[Data listing]
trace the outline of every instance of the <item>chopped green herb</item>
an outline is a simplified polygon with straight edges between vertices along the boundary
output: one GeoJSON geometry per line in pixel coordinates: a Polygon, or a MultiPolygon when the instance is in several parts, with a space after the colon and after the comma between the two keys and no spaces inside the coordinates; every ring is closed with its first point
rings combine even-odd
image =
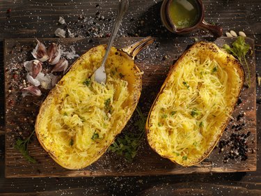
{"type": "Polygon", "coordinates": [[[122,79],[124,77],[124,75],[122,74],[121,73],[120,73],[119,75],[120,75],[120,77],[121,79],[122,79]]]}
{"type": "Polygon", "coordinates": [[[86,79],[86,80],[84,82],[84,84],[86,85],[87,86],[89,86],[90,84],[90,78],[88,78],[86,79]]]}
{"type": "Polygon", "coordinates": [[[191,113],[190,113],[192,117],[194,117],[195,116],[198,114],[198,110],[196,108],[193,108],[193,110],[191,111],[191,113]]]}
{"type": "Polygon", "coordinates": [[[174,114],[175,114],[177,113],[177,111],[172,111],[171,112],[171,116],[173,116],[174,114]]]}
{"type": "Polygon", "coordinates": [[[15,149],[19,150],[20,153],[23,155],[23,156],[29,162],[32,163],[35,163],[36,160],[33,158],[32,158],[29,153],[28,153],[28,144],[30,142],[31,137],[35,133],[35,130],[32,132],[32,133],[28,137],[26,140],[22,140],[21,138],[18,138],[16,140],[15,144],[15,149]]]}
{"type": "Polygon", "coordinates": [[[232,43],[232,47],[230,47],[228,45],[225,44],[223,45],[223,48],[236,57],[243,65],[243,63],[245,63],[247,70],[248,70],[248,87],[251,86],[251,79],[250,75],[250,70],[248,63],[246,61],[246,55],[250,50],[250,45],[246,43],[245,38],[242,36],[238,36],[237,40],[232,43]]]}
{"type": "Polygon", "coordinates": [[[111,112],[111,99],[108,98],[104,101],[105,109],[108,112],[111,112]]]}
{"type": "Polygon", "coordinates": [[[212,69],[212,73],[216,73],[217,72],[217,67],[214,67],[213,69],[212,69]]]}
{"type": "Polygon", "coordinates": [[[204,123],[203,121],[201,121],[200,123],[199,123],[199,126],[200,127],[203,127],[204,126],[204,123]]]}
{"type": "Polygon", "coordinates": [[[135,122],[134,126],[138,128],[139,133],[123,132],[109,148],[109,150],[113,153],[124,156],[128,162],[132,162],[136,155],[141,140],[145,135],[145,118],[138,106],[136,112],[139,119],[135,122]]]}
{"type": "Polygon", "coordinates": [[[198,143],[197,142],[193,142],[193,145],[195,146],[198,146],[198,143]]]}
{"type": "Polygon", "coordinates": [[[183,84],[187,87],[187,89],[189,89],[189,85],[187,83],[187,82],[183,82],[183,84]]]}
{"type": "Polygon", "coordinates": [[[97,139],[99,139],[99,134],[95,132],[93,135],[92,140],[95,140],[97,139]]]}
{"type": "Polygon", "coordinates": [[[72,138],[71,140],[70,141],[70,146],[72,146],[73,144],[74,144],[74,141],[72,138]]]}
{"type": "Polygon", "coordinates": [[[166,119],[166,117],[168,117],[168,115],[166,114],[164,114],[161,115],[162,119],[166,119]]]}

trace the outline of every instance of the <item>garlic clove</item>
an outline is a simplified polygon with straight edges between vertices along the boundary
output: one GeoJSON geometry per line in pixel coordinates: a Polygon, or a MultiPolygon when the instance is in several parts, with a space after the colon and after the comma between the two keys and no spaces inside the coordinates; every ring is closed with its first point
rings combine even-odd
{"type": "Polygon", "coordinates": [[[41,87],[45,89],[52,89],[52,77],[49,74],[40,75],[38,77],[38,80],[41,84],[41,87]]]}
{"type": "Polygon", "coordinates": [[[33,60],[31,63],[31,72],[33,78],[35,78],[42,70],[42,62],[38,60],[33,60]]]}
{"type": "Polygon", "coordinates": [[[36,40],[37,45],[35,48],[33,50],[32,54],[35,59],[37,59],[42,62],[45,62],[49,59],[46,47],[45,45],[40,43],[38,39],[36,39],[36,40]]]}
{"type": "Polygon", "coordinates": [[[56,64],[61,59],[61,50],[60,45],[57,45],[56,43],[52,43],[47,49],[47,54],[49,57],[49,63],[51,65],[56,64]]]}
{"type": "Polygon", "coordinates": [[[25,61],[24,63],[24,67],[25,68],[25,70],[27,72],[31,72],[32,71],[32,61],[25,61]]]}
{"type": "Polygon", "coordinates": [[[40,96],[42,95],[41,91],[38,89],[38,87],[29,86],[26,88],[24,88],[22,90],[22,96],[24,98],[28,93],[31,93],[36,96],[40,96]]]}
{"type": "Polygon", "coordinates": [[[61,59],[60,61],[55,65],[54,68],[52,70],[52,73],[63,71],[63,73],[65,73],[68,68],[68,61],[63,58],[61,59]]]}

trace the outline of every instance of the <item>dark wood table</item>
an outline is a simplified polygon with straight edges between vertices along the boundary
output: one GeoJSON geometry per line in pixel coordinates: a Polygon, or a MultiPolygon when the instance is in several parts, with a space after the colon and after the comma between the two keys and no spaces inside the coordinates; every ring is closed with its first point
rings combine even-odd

### REQUIREMENTS
Edit the listing above by replacing each occurrence of "simplified polygon" with "simple polygon", keeping every other part unchanged. Leave the pictures out of your answer.

### TASK RESPONSE
trace the outline of every instance of the <item>chopped green herb</item>
an outline is a simple polygon with straight edges between vertices along the boundary
output: one GeoJSON geometry per line in pixel coordinates: a Polygon, or a MultiPolygon when the instance is in several parts, with a space after the colon and after the comma between the two keys and no spaces inside the coordinates; every ring is closed with its first point
rings combine even-odd
image =
{"type": "Polygon", "coordinates": [[[122,79],[124,77],[124,75],[122,74],[121,73],[120,73],[119,75],[120,75],[120,77],[121,79],[122,79]]]}
{"type": "Polygon", "coordinates": [[[86,79],[86,80],[84,82],[84,84],[86,85],[87,86],[89,86],[90,84],[90,78],[88,78],[86,79]]]}
{"type": "Polygon", "coordinates": [[[191,113],[190,113],[192,117],[194,117],[195,116],[198,114],[198,110],[196,108],[193,108],[193,110],[191,111],[191,113]]]}
{"type": "Polygon", "coordinates": [[[174,114],[175,114],[177,113],[177,111],[172,111],[171,112],[171,116],[173,116],[174,114]]]}
{"type": "Polygon", "coordinates": [[[15,149],[19,150],[20,153],[23,155],[23,156],[29,162],[32,163],[35,163],[36,160],[33,158],[32,158],[29,153],[28,153],[28,144],[30,142],[31,137],[35,133],[35,130],[32,132],[32,133],[28,137],[26,140],[22,140],[21,138],[18,138],[16,140],[15,144],[15,149]]]}
{"type": "Polygon", "coordinates": [[[232,43],[232,47],[230,47],[228,45],[225,44],[223,45],[223,48],[236,57],[243,65],[243,63],[245,63],[247,70],[248,70],[248,87],[251,86],[251,79],[250,75],[250,70],[248,63],[246,61],[246,55],[250,50],[250,45],[246,43],[245,38],[242,36],[238,36],[237,40],[232,43]]]}
{"type": "Polygon", "coordinates": [[[111,112],[111,99],[108,98],[104,101],[105,109],[108,112],[111,112]]]}
{"type": "Polygon", "coordinates": [[[212,69],[212,73],[216,73],[217,72],[217,67],[214,67],[213,69],[212,69]]]}
{"type": "Polygon", "coordinates": [[[204,123],[203,121],[201,121],[200,123],[199,123],[199,126],[200,127],[203,127],[204,126],[204,123]]]}
{"type": "Polygon", "coordinates": [[[135,122],[134,126],[138,128],[139,133],[123,132],[109,148],[109,150],[113,153],[124,156],[128,162],[132,162],[136,155],[141,140],[145,135],[145,118],[138,106],[136,112],[139,119],[135,122]]]}
{"type": "Polygon", "coordinates": [[[198,143],[197,142],[193,142],[193,145],[195,146],[198,146],[198,143]]]}
{"type": "Polygon", "coordinates": [[[183,84],[187,87],[187,89],[189,89],[189,85],[187,83],[187,82],[183,82],[183,84]]]}
{"type": "Polygon", "coordinates": [[[97,139],[99,139],[99,134],[95,132],[93,135],[92,140],[95,140],[97,139]]]}
{"type": "Polygon", "coordinates": [[[72,138],[71,140],[70,141],[70,146],[72,146],[73,144],[74,144],[74,141],[72,138]]]}
{"type": "Polygon", "coordinates": [[[166,119],[166,117],[168,117],[168,115],[166,114],[164,114],[161,115],[162,119],[166,119]]]}

trace the outline of every instance of the <item>garlic clove</item>
an outline is a simple polygon with straight edges between vertices along the boundary
output: one GeoJSON geometry per line in pixel coordinates: a Polygon, or a MultiPolygon when the instance is in several parts, with a space after the colon and after the comma between the two keys and no spaces inside the coordinates; every ring is closed with its first point
rings combine even-odd
{"type": "Polygon", "coordinates": [[[41,87],[45,89],[52,89],[52,77],[49,74],[40,75],[38,77],[38,80],[41,84],[41,87]]]}
{"type": "Polygon", "coordinates": [[[33,60],[31,63],[31,72],[33,78],[35,78],[42,70],[42,62],[38,60],[33,60]]]}
{"type": "Polygon", "coordinates": [[[36,40],[37,45],[35,48],[33,50],[32,54],[35,59],[37,59],[42,62],[45,62],[49,59],[46,47],[45,45],[40,43],[38,39],[36,39],[36,40]]]}
{"type": "Polygon", "coordinates": [[[56,64],[61,59],[61,50],[60,45],[57,45],[56,43],[52,43],[47,49],[47,54],[49,57],[49,63],[51,65],[56,64]]]}
{"type": "Polygon", "coordinates": [[[25,61],[24,63],[24,67],[25,68],[25,70],[27,72],[31,72],[32,71],[32,61],[25,61]]]}
{"type": "Polygon", "coordinates": [[[40,96],[42,95],[41,91],[38,89],[38,87],[29,86],[26,88],[24,88],[22,90],[22,96],[24,98],[28,93],[31,93],[36,96],[40,96]]]}
{"type": "Polygon", "coordinates": [[[61,59],[60,61],[55,65],[54,68],[52,70],[52,73],[63,71],[63,73],[65,73],[68,68],[68,61],[63,58],[61,59]]]}

trace the outline of every instance of the <item>dark wood table</item>
an outline is a simple polygon with straight edges between vertices along the boundary
output: one GeoJSON geometry per line in pixel coordinates: a Polygon, or a MultiPolygon when the instance is in several parts, with a space after the colon and after the comma between the two keys and no spaces inside the coordinates; every ring is closed with its first point
rings combine even-odd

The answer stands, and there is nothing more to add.